>> Begin Materials provided

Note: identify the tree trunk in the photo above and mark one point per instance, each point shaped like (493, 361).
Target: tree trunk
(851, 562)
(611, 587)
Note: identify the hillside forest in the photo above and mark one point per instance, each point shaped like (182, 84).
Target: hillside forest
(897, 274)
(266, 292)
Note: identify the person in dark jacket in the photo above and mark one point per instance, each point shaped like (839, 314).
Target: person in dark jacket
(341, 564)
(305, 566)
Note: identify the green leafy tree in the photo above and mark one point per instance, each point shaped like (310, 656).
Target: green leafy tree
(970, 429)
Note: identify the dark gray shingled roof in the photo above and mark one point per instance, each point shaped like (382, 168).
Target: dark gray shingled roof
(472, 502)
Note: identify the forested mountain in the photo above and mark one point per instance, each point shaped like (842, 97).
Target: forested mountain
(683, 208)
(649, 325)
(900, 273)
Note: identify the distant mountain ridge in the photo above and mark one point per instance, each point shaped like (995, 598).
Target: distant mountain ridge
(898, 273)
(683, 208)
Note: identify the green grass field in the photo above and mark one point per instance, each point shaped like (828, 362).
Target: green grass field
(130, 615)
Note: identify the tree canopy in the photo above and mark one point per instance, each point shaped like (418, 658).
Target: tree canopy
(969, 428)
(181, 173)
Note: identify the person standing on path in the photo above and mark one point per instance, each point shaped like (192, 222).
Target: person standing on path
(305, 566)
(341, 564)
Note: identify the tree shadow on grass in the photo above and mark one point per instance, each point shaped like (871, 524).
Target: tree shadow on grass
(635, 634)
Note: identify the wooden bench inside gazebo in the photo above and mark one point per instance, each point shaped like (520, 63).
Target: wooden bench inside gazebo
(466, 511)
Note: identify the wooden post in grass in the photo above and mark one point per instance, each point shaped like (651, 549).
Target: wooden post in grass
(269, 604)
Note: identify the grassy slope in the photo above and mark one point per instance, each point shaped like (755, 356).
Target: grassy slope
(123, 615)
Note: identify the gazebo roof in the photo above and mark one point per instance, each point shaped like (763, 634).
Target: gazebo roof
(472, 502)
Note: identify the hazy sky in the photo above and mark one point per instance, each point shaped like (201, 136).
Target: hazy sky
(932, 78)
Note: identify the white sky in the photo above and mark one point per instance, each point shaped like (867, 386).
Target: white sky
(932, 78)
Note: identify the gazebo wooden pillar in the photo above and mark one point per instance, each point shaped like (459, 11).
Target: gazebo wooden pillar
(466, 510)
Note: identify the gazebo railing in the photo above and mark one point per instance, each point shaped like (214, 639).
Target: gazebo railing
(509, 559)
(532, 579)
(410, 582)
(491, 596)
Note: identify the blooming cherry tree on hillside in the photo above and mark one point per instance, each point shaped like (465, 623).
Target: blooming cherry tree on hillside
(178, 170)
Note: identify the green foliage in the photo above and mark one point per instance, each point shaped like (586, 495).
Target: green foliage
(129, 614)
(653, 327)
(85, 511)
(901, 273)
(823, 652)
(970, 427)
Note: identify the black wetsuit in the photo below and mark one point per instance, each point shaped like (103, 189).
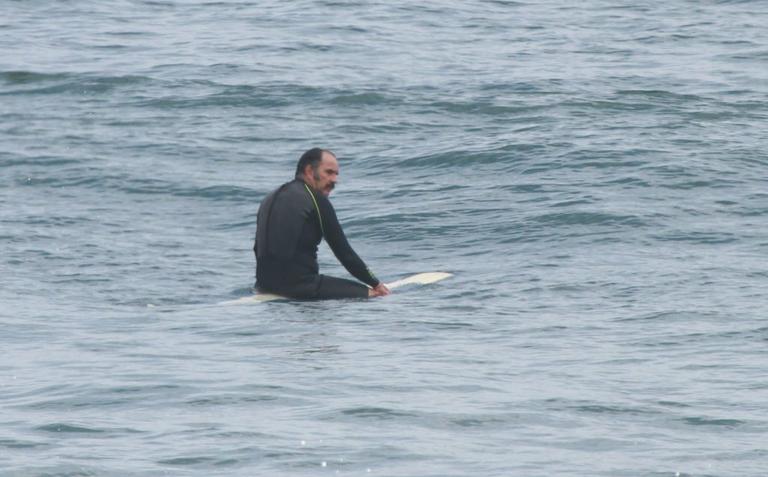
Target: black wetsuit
(291, 222)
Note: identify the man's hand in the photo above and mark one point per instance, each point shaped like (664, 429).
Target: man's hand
(379, 290)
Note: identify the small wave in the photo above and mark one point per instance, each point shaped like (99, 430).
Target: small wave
(30, 83)
(63, 428)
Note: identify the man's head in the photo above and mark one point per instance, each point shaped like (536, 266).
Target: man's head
(319, 169)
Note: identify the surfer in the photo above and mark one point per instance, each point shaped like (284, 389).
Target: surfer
(290, 224)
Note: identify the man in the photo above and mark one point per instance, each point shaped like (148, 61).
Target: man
(290, 224)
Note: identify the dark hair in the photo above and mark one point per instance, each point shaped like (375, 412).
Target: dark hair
(310, 158)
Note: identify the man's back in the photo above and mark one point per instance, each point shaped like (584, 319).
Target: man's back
(291, 223)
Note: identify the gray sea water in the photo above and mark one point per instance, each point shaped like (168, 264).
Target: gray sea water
(592, 173)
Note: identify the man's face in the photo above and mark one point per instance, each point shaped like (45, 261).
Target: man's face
(324, 178)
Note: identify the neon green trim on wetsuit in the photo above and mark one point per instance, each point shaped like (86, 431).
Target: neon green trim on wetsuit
(317, 208)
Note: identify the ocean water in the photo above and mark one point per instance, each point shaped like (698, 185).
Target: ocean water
(592, 173)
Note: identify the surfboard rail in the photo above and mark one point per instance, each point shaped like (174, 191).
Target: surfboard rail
(424, 278)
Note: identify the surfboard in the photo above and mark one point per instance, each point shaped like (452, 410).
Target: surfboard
(417, 279)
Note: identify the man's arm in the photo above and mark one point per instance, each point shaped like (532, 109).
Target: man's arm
(336, 239)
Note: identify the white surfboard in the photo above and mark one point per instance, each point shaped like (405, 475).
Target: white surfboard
(418, 279)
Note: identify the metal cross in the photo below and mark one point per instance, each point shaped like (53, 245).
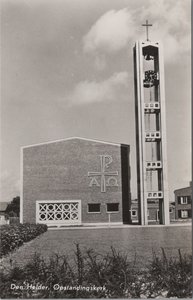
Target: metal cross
(106, 160)
(147, 28)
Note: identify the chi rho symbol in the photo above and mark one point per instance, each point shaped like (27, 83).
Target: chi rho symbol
(106, 177)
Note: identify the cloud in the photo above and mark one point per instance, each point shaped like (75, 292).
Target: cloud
(111, 32)
(114, 30)
(111, 89)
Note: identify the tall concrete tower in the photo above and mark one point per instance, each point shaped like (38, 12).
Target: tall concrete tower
(150, 129)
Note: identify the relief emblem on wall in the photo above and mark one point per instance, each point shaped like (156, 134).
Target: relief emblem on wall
(104, 178)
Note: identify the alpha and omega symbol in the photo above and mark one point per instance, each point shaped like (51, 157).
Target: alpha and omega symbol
(106, 177)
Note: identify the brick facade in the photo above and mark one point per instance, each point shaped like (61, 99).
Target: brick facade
(59, 171)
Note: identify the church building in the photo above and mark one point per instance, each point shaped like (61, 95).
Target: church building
(75, 181)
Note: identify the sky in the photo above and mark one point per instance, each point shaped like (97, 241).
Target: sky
(67, 70)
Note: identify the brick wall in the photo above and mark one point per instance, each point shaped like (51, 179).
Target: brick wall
(59, 171)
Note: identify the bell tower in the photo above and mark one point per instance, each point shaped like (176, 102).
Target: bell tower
(150, 115)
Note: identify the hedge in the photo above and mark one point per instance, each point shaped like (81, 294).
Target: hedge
(13, 236)
(112, 274)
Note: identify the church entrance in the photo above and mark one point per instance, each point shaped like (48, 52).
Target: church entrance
(58, 212)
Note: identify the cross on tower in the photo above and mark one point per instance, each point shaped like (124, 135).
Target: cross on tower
(147, 28)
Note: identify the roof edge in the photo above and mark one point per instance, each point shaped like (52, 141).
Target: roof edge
(72, 138)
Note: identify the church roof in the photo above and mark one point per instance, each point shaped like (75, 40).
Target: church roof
(73, 138)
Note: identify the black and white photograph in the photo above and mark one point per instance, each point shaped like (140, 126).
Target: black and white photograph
(96, 182)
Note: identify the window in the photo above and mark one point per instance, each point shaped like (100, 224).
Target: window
(112, 207)
(184, 200)
(94, 208)
(184, 213)
(133, 213)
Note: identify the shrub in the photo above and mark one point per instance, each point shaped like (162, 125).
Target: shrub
(170, 277)
(13, 236)
(163, 277)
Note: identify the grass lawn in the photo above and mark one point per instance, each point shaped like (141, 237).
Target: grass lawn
(138, 241)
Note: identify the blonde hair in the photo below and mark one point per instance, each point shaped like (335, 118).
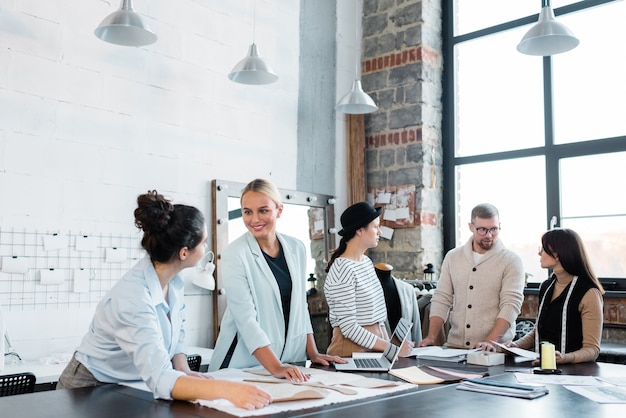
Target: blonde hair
(264, 187)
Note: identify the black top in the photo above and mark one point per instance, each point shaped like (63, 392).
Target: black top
(392, 299)
(280, 270)
(551, 315)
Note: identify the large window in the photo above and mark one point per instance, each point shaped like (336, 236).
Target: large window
(542, 138)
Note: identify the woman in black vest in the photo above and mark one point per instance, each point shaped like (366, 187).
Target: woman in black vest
(572, 289)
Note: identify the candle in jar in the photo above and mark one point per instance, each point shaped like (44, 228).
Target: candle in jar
(548, 356)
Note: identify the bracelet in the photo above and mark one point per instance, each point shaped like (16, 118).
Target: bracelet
(391, 351)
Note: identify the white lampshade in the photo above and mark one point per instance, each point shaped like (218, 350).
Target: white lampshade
(125, 27)
(356, 102)
(253, 69)
(547, 36)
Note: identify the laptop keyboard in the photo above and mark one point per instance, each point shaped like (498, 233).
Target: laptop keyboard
(366, 362)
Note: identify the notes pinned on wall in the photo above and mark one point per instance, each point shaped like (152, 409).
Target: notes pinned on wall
(51, 276)
(86, 243)
(115, 255)
(14, 264)
(81, 280)
(54, 242)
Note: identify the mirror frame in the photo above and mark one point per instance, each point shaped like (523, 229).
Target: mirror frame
(221, 190)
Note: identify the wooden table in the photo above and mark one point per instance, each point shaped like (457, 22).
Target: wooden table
(425, 401)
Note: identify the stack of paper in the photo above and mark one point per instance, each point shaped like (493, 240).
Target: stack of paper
(502, 388)
(438, 353)
(428, 375)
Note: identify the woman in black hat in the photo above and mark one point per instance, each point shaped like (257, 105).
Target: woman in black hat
(356, 302)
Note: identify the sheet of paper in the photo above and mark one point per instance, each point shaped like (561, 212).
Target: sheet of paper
(54, 242)
(517, 351)
(557, 379)
(81, 280)
(386, 232)
(86, 243)
(14, 264)
(51, 276)
(601, 394)
(281, 408)
(438, 351)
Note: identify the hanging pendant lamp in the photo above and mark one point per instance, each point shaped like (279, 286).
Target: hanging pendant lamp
(357, 102)
(547, 36)
(253, 69)
(125, 27)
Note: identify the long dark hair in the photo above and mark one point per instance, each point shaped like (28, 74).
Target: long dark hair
(568, 246)
(343, 244)
(167, 227)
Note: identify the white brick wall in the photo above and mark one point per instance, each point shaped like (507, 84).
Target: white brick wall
(86, 126)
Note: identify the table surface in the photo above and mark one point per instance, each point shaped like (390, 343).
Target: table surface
(425, 400)
(49, 373)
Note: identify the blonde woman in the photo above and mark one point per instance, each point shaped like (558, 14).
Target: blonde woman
(266, 321)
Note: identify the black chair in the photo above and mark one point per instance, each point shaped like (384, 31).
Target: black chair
(15, 384)
(194, 361)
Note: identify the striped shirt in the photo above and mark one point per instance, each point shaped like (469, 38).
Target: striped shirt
(355, 298)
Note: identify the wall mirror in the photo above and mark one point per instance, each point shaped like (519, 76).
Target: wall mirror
(307, 216)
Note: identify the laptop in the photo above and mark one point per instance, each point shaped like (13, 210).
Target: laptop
(382, 363)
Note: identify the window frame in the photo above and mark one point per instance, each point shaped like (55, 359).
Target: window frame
(552, 152)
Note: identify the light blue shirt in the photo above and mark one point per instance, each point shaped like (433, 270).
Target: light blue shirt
(254, 311)
(131, 336)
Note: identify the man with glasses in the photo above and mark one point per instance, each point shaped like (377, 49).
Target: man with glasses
(480, 288)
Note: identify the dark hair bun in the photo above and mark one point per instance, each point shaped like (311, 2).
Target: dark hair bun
(153, 212)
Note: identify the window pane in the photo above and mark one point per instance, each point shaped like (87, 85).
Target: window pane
(517, 188)
(595, 209)
(589, 89)
(604, 242)
(472, 15)
(588, 185)
(499, 96)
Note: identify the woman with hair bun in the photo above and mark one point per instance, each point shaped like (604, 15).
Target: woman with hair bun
(137, 331)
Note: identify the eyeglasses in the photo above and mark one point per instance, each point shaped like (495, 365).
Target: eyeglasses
(482, 231)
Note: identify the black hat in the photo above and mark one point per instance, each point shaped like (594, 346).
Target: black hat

>> End Materials provided

* [Problem to solve] Copy exactly the lines from the one containing "Note: identify the wall" through the last line of the records, both included, and nothing else.

* [Final result]
Note: identify the wall mirror in the photo above and mark one point per instance, each point shaped like (519, 76).
Target: wall mirror
(307, 216)
Note: identify the laptop in the photo above and mark one point per instance, each point shaped like (13, 210).
Target: laptop
(382, 363)
Note: identify the window frame in the photo above and mark one point per instance, each point shaped like (55, 359).
Target: window frame
(552, 152)
Note: identify the light blue shirt in the photo above and mark one point per instance, each point shaped like (433, 270).
Target: light blue shirt
(254, 311)
(131, 336)
Note: identify the man with glasses in the photo above and mark one point per instance, each point shaped like (377, 49).
Target: man with glasses
(480, 288)
Note: identify the dark hair bun in the photo above and mark one point per instance, each point shaped like (311, 2).
Target: dark hair bun
(153, 212)
Note: identify the window pane in the photo above and mark one point per instance, each point shaped like (87, 85).
Target: window pane
(517, 188)
(595, 209)
(589, 89)
(604, 242)
(472, 15)
(588, 185)
(499, 96)
Note: identify the woman with hair bun in the photo above and mark one point per instance, each point shaped like (604, 15).
Target: woman with hair bun
(137, 331)
Note: identify the eyeglasses in the photo above and mark one point per instance, each point shaped like (495, 365).
Target: eyeglasses
(482, 231)
Note: identify the black hat in the photo above and mark one point per instance, each point shaped like (594, 346).
Target: black hat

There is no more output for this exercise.